PROBLEM DESCRIPTION >> Copy out, word for word, the lines of the listing below from the line containing "Where can the overcast" through the last line of the listing, both included.

————

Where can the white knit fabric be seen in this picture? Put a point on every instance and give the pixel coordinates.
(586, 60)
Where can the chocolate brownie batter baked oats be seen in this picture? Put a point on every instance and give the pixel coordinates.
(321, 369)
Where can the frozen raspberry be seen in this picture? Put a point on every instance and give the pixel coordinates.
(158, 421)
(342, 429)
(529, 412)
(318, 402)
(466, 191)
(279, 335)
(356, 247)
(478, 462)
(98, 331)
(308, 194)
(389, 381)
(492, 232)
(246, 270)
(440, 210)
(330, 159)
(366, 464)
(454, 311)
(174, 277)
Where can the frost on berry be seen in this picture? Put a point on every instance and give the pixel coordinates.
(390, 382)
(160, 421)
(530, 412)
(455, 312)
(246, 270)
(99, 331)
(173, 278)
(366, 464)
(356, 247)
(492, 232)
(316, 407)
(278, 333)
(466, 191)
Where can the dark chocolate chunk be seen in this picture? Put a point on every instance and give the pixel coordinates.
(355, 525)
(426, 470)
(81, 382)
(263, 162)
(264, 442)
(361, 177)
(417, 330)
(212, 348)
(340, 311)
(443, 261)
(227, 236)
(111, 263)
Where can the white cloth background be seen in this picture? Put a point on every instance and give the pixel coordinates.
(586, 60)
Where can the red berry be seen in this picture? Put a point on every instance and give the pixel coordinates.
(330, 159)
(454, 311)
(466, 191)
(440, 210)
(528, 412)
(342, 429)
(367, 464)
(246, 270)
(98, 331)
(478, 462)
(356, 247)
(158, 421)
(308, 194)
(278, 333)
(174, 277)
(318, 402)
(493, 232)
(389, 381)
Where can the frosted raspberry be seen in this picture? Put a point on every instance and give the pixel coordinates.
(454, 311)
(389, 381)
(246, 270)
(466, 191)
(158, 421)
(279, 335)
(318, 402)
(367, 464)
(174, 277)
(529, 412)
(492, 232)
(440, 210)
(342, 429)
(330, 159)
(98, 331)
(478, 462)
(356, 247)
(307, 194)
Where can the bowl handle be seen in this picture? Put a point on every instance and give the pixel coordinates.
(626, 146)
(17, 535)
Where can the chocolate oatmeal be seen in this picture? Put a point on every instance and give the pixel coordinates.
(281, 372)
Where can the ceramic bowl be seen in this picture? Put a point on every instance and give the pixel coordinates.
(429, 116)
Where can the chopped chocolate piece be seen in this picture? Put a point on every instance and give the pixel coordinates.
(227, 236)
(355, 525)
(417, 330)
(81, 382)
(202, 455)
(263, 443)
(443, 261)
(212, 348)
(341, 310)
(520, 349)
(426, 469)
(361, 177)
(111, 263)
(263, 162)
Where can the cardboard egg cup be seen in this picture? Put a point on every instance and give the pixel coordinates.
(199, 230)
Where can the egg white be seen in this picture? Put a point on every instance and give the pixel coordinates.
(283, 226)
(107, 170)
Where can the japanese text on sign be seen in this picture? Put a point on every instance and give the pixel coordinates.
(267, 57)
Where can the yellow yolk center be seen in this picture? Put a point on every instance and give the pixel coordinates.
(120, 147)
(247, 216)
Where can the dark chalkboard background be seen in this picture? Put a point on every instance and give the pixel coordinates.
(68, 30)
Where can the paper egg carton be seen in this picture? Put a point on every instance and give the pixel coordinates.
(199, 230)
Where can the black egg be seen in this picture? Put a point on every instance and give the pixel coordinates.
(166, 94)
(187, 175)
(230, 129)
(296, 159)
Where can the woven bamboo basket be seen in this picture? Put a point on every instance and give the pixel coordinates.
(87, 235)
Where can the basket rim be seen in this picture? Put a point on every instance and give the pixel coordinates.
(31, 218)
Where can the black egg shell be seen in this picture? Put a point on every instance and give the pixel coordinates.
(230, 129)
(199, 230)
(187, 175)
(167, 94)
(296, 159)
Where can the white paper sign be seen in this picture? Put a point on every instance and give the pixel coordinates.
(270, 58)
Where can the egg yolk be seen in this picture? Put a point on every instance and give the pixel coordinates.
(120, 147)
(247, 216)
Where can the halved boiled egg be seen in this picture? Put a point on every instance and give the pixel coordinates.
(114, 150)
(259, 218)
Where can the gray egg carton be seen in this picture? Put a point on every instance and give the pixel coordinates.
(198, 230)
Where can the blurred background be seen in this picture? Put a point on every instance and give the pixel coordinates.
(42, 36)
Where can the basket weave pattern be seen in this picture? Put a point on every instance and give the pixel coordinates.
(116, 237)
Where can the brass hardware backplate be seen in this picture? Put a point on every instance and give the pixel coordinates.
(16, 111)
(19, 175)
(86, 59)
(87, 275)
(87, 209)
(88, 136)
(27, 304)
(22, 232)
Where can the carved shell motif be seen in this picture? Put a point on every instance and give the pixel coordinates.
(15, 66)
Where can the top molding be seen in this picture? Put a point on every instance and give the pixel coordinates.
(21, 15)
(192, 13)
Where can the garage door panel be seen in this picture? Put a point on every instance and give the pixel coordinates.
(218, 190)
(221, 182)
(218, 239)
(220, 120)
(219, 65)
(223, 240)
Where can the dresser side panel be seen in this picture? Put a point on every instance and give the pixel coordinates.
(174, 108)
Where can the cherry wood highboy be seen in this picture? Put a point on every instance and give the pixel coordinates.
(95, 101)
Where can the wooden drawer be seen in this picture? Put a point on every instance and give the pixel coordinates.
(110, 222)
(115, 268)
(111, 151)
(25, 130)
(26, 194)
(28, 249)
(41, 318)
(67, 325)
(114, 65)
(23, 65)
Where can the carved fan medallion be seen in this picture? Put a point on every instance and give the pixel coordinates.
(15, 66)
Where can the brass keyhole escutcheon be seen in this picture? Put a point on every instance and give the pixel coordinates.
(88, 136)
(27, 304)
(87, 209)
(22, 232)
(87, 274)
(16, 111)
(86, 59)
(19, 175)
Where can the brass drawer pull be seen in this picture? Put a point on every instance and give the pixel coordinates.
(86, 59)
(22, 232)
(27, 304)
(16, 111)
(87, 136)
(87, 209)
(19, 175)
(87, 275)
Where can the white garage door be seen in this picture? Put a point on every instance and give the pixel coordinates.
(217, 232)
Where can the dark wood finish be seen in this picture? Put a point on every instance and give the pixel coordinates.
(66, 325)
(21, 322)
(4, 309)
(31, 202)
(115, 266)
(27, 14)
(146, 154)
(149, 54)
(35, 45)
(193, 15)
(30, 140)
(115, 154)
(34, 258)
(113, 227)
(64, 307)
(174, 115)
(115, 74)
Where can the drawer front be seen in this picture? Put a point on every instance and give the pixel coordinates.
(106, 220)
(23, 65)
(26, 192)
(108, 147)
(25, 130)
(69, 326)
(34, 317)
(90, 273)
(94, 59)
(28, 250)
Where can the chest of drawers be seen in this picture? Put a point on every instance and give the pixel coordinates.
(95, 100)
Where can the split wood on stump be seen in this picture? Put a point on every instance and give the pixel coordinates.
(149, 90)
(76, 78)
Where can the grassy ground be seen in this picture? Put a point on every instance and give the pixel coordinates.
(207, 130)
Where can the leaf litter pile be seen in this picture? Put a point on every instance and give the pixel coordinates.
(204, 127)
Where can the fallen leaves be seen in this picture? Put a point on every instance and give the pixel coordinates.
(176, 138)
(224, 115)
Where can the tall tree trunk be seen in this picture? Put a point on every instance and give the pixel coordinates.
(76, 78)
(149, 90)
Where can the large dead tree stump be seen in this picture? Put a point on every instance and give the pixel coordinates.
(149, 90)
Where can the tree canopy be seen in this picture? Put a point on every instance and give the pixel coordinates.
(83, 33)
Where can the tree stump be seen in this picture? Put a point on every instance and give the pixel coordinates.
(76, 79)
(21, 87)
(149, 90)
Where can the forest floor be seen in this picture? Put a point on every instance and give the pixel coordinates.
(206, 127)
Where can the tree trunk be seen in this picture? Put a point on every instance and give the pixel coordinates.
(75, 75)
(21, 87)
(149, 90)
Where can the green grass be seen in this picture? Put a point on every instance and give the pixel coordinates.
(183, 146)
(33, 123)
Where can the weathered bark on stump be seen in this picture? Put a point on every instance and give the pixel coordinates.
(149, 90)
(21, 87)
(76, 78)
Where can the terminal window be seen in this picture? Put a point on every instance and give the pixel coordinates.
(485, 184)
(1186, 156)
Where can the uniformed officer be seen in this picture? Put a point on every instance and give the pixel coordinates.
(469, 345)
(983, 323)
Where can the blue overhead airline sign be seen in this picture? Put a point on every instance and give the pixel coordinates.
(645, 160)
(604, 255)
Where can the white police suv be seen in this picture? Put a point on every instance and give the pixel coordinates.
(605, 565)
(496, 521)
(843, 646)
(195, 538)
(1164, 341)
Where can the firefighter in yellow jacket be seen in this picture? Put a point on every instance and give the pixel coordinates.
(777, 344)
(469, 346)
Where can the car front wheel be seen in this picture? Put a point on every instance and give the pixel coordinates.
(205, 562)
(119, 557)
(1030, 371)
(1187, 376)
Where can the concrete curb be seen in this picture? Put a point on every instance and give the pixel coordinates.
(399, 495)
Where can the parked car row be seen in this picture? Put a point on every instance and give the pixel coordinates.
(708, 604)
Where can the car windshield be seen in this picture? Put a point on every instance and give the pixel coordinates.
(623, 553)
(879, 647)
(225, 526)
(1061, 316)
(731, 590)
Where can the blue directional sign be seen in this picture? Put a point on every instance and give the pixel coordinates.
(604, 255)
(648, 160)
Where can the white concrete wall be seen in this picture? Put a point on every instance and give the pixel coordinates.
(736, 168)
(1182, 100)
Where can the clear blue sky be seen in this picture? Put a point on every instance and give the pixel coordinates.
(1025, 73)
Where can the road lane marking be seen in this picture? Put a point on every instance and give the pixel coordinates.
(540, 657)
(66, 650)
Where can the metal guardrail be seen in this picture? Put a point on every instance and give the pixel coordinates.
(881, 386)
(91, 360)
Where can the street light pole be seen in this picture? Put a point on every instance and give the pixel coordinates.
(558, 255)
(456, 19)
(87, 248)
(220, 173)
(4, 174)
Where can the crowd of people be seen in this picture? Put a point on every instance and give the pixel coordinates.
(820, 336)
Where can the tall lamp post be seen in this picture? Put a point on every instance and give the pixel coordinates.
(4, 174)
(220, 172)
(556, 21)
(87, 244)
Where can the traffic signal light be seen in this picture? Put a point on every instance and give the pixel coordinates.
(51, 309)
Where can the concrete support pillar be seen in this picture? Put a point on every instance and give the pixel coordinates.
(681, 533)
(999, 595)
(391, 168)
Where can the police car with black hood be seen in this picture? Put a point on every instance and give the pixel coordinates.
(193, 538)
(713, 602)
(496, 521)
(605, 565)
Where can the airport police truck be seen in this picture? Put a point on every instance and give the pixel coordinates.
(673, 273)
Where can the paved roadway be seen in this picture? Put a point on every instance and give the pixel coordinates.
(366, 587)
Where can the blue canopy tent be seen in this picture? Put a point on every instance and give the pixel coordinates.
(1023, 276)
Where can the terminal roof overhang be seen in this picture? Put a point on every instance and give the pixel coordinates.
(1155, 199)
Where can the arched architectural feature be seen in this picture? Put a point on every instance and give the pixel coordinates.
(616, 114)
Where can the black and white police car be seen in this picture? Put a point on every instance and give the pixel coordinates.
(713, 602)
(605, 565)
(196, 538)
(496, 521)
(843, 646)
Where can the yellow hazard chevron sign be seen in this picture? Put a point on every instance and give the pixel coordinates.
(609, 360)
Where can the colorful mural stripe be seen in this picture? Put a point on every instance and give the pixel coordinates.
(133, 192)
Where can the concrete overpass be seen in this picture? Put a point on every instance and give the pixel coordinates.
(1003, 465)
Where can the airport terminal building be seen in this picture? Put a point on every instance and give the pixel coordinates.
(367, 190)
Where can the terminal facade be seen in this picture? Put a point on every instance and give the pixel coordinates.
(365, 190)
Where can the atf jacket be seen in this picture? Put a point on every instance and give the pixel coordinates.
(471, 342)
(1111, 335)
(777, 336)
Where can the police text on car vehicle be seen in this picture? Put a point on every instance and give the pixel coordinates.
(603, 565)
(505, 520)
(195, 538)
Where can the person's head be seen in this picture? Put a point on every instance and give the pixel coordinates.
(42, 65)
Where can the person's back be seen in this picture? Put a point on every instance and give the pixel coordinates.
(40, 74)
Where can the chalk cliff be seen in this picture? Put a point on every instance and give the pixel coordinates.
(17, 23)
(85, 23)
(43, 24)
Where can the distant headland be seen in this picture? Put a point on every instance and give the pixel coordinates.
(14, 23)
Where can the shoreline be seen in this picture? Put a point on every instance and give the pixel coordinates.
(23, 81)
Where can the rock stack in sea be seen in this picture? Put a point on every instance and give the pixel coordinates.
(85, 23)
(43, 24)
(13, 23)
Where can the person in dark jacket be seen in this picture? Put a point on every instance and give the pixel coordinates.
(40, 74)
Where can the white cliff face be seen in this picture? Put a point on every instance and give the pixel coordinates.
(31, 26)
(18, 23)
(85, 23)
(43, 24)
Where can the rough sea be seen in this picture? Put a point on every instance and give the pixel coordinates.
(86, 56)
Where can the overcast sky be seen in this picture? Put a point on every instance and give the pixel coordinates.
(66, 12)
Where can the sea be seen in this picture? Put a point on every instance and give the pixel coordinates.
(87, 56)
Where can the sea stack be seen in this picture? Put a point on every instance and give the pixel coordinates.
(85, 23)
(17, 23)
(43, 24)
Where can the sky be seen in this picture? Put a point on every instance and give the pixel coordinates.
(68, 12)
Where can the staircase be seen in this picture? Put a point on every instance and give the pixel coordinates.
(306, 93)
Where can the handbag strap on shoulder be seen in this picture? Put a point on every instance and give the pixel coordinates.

————

ANSWER >>
Where can the overcast sky be seen in this picture? Put a point on every instance and give the pixel coordinates.
(66, 12)
Where can the sea be seen in this picture? Put a point on every instance and give the pixel coordinates.
(87, 56)
Where can the sea stack be seen in this picture? Put a point on every instance and give the pixel coordinates.
(85, 23)
(17, 23)
(43, 24)
Where can the sky be seen in this picture? Put a point on every instance and give the pixel coordinates.
(68, 12)
Where can the staircase be seen in this picture? Put a point on every instance and give the pixel coordinates.
(306, 93)
Where can the handbag strap on shoulder be seen in this picture? Put a point on every instance and give the pixel coordinates.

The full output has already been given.